INSTRUCTIONS FOR THE TASK: Everything from the line that holds "Each instance receives one keypoint. Annotate the horse's" through the end of the data below should be output exactly, both ends included.

::::

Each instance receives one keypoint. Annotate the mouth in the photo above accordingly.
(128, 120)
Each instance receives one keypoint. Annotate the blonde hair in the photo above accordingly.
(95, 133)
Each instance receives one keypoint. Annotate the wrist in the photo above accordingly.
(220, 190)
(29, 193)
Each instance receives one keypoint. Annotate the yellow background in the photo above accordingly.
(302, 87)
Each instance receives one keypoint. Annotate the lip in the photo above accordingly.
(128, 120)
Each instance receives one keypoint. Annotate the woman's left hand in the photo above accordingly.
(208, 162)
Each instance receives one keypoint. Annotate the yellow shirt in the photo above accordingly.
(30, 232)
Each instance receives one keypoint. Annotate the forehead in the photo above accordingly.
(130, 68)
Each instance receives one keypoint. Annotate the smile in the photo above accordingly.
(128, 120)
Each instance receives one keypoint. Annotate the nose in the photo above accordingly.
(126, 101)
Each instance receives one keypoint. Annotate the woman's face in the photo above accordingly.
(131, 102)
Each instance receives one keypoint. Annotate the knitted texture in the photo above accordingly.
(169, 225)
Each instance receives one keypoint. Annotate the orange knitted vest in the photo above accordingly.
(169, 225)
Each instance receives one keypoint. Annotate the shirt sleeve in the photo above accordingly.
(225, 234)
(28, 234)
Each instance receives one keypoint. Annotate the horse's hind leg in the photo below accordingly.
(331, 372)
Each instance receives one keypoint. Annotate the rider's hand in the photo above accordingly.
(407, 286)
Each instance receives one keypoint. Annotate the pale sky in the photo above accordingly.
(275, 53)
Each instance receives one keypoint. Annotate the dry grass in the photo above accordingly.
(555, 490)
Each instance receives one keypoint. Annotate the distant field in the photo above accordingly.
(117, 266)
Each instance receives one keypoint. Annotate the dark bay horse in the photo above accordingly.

::::

RESPONSE BELOW:
Each instance receives one keypoint. Annotate the horse's hind leg in the photo below accordingly.
(331, 372)
Each instance receives one keypoint. Annotate the rider's hand in the photo above accordingly.
(407, 286)
Each instance receives one keypoint. Annotate the pale sky in the photo above accordingly.
(275, 53)
Each instance receives one keypoint. Annotate the dry grass in the photo above accordingly.
(555, 490)
Each instance receives one keypoint. Annotate the distant field in the photo above accordingly.
(117, 266)
Each instance receives one keypoint. Annotate the dark bay horse in the photo above accordingly.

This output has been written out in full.